What you should do: Wherever "green" appears in a line of the listing, that line should be returned.

****************

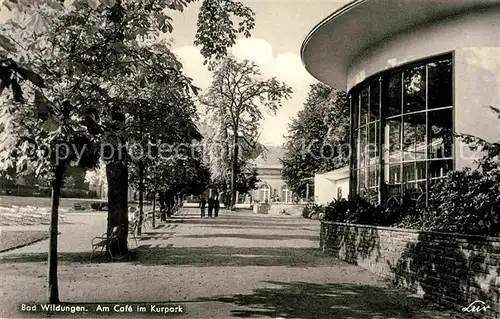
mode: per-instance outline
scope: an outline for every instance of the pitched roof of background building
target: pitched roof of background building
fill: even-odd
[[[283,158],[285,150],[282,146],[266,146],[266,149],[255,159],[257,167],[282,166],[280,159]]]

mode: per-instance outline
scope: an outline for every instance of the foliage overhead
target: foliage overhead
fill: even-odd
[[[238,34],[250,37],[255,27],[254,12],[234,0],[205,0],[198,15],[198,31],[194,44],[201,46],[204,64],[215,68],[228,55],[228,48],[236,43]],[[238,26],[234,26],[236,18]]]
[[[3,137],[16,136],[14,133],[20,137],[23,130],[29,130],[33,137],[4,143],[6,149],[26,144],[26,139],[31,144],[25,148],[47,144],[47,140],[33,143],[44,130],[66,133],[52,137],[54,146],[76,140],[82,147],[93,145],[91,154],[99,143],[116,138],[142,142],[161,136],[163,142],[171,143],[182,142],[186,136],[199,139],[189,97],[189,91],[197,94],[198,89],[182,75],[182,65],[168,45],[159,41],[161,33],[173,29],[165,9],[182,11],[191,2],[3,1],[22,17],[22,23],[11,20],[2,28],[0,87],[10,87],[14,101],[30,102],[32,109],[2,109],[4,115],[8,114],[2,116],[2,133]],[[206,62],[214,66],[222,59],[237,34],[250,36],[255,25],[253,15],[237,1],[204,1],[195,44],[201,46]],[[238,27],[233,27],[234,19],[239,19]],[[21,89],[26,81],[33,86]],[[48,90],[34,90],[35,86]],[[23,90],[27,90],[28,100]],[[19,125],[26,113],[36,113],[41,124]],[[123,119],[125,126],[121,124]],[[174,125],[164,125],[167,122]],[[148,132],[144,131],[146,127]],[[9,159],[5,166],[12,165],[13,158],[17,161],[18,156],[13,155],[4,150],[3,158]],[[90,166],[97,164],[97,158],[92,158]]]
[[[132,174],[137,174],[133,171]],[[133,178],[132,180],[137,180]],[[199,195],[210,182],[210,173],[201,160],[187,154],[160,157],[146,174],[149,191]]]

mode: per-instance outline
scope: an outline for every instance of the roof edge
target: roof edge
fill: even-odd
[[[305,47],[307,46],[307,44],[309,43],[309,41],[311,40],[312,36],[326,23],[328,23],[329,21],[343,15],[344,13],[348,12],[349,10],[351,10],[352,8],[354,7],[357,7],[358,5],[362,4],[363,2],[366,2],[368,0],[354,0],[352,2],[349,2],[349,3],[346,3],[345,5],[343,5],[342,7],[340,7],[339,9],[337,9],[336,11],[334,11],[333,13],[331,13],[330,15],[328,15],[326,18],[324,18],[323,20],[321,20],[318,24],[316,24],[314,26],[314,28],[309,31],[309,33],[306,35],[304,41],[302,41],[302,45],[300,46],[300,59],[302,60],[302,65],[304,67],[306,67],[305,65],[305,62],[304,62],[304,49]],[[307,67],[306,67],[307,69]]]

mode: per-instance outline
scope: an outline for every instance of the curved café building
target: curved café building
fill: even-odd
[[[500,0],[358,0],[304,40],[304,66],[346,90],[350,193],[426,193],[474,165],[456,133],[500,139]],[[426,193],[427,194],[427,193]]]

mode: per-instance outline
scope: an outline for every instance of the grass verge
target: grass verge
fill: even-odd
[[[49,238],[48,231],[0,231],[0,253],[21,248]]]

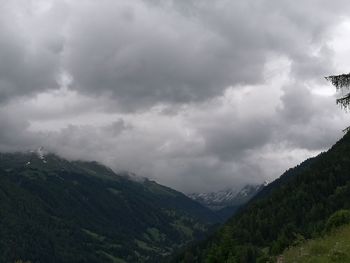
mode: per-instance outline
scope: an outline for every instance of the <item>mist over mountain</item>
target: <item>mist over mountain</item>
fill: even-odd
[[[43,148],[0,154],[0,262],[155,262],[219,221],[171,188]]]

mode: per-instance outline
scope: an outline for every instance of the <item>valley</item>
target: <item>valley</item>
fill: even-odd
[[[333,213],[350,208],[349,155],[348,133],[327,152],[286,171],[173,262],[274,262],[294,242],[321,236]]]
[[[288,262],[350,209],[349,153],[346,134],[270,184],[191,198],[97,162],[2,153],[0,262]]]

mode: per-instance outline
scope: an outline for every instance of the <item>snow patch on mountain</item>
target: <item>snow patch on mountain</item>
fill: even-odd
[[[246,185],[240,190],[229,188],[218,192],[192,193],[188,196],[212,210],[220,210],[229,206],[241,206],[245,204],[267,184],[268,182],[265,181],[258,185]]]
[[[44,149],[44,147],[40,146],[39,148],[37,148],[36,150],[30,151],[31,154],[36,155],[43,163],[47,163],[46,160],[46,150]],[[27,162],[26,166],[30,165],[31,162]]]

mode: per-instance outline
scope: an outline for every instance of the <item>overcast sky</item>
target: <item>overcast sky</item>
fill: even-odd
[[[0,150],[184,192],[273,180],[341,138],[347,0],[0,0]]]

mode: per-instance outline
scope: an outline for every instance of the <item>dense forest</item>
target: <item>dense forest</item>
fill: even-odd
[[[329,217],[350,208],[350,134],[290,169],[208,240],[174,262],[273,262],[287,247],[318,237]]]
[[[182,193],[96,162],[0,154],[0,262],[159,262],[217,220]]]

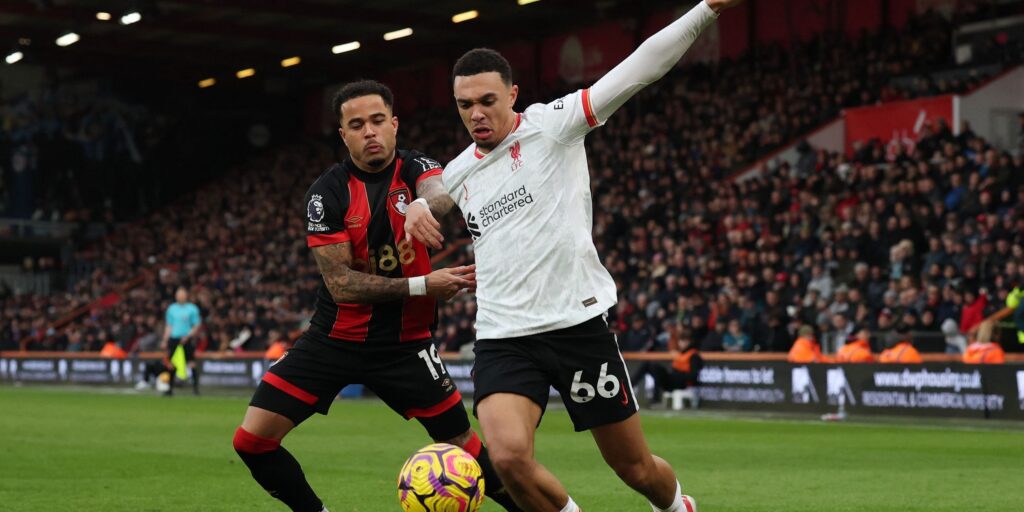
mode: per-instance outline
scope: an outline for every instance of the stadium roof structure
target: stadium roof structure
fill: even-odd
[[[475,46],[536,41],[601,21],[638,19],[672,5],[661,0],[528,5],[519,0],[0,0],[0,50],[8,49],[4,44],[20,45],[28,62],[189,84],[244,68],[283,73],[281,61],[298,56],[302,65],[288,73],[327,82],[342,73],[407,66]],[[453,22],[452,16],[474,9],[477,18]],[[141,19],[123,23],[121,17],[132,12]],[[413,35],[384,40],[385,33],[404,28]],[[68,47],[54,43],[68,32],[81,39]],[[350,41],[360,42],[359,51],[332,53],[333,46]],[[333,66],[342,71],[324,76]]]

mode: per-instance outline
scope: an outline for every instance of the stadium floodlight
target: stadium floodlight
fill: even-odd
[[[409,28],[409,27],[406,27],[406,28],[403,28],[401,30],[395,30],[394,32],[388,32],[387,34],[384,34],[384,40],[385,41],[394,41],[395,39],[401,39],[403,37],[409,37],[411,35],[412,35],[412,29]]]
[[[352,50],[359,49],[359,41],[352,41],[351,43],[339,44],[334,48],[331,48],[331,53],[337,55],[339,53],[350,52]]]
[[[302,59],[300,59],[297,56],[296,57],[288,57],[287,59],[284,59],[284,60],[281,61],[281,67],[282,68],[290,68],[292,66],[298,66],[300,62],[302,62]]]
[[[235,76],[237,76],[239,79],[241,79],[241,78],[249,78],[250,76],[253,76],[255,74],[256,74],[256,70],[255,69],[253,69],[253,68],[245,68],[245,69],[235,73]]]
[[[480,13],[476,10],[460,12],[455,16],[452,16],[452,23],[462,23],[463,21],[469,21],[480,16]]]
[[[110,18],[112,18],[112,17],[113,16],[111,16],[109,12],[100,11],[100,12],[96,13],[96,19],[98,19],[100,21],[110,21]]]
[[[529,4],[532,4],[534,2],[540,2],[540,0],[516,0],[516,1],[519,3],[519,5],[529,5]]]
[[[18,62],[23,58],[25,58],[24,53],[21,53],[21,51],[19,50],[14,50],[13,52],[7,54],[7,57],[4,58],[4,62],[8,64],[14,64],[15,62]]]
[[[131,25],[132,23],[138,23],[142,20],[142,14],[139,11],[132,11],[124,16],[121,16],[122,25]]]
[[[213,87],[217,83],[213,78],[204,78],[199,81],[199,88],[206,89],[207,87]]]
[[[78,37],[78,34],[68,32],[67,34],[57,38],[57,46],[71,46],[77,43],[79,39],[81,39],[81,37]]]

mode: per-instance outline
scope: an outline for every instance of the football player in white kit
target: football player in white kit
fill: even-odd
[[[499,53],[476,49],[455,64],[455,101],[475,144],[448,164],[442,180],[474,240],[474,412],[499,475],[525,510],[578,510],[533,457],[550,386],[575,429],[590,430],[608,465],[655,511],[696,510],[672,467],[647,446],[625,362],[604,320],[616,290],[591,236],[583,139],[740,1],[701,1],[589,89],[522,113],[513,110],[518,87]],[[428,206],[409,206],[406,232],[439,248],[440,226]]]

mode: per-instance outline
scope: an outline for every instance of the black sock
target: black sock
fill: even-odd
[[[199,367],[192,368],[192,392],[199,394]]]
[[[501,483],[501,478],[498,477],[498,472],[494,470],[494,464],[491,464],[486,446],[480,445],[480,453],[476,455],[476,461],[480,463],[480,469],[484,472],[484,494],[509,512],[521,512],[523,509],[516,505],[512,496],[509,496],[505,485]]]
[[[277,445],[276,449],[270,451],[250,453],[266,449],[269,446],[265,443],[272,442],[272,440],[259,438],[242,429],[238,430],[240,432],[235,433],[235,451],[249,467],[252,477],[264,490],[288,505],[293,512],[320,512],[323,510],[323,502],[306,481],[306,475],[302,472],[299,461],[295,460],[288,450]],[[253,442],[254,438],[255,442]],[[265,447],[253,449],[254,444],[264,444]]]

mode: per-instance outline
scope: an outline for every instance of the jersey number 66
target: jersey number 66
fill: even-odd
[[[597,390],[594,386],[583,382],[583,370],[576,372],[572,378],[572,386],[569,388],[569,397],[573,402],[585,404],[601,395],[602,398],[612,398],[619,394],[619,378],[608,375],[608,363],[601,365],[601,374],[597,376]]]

****************

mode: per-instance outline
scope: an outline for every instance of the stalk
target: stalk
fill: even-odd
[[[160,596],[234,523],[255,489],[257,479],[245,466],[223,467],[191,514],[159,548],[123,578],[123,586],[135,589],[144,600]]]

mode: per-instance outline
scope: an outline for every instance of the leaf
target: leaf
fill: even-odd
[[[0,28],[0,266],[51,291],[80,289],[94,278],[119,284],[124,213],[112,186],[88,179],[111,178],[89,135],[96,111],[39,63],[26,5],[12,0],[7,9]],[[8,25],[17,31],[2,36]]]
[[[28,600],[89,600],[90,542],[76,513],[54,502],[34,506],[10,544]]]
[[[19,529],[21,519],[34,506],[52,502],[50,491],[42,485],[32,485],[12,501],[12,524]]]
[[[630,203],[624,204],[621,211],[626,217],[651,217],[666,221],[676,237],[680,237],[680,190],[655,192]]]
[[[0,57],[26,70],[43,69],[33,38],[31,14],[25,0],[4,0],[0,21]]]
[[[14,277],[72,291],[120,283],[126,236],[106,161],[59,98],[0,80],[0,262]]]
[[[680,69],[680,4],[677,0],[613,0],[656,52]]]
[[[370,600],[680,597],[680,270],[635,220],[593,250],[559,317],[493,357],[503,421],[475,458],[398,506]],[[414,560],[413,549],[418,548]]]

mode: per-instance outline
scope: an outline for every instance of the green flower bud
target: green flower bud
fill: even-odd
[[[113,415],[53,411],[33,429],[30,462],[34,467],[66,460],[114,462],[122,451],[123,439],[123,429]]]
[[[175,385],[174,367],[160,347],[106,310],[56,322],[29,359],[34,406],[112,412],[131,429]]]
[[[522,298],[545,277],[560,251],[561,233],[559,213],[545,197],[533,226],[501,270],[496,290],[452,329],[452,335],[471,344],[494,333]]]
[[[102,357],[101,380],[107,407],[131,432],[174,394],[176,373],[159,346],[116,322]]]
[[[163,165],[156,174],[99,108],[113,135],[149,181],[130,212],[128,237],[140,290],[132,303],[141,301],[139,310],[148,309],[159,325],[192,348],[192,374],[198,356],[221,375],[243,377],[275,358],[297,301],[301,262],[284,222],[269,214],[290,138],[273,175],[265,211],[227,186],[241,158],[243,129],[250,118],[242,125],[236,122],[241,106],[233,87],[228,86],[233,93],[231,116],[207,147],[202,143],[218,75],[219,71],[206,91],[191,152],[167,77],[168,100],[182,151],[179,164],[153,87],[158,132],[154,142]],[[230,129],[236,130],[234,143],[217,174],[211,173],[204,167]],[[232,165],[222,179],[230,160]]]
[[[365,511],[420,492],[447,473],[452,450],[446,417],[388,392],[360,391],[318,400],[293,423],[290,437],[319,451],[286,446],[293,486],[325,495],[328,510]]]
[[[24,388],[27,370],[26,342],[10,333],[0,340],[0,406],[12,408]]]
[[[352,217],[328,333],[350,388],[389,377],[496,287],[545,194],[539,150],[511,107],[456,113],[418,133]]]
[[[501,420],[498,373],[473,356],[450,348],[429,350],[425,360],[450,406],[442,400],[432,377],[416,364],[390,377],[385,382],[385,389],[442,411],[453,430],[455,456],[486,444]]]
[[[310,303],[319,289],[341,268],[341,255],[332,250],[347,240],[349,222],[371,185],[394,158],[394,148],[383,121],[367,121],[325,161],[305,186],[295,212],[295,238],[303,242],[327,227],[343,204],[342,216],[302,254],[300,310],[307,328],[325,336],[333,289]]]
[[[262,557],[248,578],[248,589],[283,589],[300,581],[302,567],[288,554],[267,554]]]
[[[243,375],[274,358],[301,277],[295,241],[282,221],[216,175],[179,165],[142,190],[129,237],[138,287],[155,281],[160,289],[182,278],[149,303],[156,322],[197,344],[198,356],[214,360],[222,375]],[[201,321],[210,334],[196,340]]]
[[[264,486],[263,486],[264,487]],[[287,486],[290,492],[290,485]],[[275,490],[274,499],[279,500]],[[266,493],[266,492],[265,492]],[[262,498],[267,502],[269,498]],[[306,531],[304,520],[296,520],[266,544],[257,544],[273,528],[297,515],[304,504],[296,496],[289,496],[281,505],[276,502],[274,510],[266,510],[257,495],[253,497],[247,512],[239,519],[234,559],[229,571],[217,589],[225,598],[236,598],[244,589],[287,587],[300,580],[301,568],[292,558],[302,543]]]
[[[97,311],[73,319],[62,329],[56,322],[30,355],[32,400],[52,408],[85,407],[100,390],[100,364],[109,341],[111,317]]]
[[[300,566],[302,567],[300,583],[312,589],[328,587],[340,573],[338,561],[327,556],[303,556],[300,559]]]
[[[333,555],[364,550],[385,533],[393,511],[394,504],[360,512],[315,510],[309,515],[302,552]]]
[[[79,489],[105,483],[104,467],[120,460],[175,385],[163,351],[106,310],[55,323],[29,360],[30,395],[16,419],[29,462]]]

****************

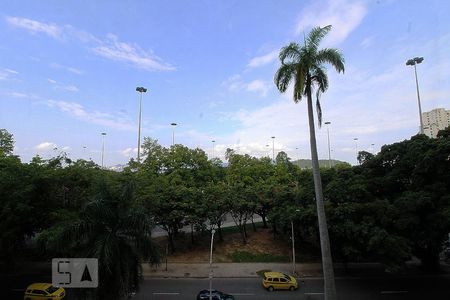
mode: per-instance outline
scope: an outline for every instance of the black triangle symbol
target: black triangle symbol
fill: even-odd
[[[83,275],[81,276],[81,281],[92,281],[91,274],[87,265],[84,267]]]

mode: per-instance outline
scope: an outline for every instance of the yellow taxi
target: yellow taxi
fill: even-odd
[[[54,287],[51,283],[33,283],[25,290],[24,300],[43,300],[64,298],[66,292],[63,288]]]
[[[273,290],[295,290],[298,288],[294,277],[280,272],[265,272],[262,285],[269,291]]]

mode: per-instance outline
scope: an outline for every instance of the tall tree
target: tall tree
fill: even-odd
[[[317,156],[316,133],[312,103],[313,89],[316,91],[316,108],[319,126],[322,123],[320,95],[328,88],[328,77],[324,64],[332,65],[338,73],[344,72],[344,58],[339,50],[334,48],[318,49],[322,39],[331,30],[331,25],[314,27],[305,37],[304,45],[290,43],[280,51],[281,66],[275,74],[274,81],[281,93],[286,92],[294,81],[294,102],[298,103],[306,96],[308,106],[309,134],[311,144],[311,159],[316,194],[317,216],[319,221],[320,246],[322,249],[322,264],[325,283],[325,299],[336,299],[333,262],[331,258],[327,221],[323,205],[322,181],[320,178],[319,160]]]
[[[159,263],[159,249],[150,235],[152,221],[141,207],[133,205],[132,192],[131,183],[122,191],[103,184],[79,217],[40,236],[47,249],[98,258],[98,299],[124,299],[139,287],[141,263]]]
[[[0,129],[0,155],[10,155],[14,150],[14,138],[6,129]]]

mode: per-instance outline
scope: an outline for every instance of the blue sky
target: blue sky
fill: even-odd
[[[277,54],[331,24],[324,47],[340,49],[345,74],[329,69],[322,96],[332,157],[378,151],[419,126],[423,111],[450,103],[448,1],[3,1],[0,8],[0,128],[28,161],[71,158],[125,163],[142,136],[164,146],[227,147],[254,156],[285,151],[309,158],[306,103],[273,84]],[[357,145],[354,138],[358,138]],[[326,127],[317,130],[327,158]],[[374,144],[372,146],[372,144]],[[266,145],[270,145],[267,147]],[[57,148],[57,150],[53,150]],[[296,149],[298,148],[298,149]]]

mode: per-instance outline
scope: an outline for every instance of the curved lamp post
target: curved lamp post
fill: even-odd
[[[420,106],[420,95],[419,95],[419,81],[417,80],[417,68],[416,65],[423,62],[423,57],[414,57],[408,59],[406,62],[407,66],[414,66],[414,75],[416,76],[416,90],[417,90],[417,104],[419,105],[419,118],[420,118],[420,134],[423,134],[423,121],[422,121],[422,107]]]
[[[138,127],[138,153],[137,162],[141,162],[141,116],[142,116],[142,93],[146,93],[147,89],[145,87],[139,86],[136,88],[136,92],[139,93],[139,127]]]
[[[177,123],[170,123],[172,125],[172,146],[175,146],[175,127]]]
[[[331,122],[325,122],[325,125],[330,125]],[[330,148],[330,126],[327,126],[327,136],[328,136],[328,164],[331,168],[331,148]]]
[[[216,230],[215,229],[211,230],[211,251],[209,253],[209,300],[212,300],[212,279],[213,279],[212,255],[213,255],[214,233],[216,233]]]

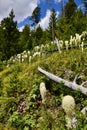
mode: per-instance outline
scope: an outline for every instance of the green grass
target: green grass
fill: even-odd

****************

Response box:
scope: an outline for every instance of the green flower bud
target: green flower bud
scope: an outline for every instance of the green grass
target: green grass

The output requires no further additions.